= Selected text =
§ §

Tommy made another TV appearance in 1957 in the second half of the fourth anniversary episode of Disneyland.  The Mousketeers honor Walt with a song and dance salute to the TV show on its third anniversary (“Going on four,” adds Kevin “Moochie” Corcoran).  Tommy Kirk is among them and says a few words of congratulations to Uncle Walt.  Although he was photographed for publicity in the regulatory mouse ears, Tommy was never a singing and dancing Mousketeer.  He sits behind Walt the whole time with Kevin Corcoran (also a serial player, but strangely dawning the Mousketeer wardrobe) watching the other kids put on the show.  The episode serves as an intriguing plug for a future project that would have featured Tommy and the other Mousketeers in a movie based on the “Oz” books to which Disney had acquired the rights.  Although some of the project’s songs are featured and fully staged with the Mousketeers performing as the Oz characters, the film was never made.

Walt Disney was looking around for a project to feature the popular Mousketeers, but most of them were let go when the TV series folded due to rising production costs.  A few remained to appear in other projects, most notably Annette Funicello and most significantly Tommy Kirk.  Disney offered Tommy a seven-year contract and he jumped at the chance.  Going to work at the same studio everyday would have taken a great burden off of his family having to run Tommy around to various auditions—his schedule was more or less set for the following seven years.

§ §

= Listed entries =
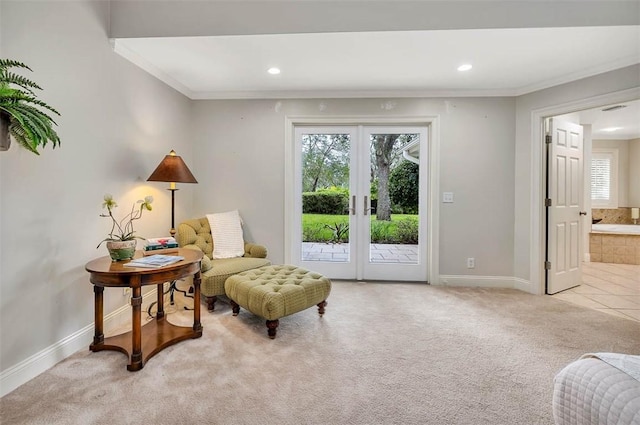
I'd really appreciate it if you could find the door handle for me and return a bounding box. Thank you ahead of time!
[364,195,371,215]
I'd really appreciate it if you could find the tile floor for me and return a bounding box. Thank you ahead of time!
[552,263,640,322]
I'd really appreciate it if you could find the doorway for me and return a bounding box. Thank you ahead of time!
[544,95,640,294]
[289,125,430,281]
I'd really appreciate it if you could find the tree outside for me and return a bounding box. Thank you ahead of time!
[302,134,419,243]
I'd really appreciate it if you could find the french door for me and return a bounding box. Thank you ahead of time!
[288,126,429,281]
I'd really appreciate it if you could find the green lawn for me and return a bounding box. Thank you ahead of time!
[302,214,418,244]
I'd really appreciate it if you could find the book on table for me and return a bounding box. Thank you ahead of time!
[124,254,184,268]
[144,236,178,251]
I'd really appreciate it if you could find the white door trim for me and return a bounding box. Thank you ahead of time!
[284,115,440,284]
[529,88,640,295]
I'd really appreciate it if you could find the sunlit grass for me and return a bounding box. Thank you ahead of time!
[302,214,418,243]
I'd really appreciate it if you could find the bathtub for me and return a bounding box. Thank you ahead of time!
[591,224,640,235]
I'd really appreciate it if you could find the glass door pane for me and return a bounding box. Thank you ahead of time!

§ §

= Objective 1 =
Using the passage about Tommy Kirk, decide whether each statement agrees with it: (a) Tommy Kirk was a singing and dancing Mousketeer; (b) the movie based on the "Oz" books was never made; (c) Disney offered Tommy a five-year contract. For each, answer yes or no and quote the words that settle it.
= Objective 2 =
Repeat a section of the passage about Tommy Kirk word for word, starting at the words "Walt Disney was" and stopping after "following seven years.".

= Written response 1 =
(a) No: "Tommy was never a singing and dancing Mousketeer."
(b) Yes: "the film was never made."
(c) No: "Disney offered Tommy a seven-year contract"

= Written response 2 =
Walt Disney was looking around for a project to feature the popular Mousketeers, but most of them were let go when the TV series folded due to rising production costs.  A few remained to appear in other projects, most notably Annette Funicello and most significantly Tommy Kirk.  Disney offered Tommy a seven-year contract and he jumped at the chance.  Going to work at the same studio everyday would have taken a great burden off of his family having to run Tommy around to various auditions—his schedule was more or less set for the following seven years.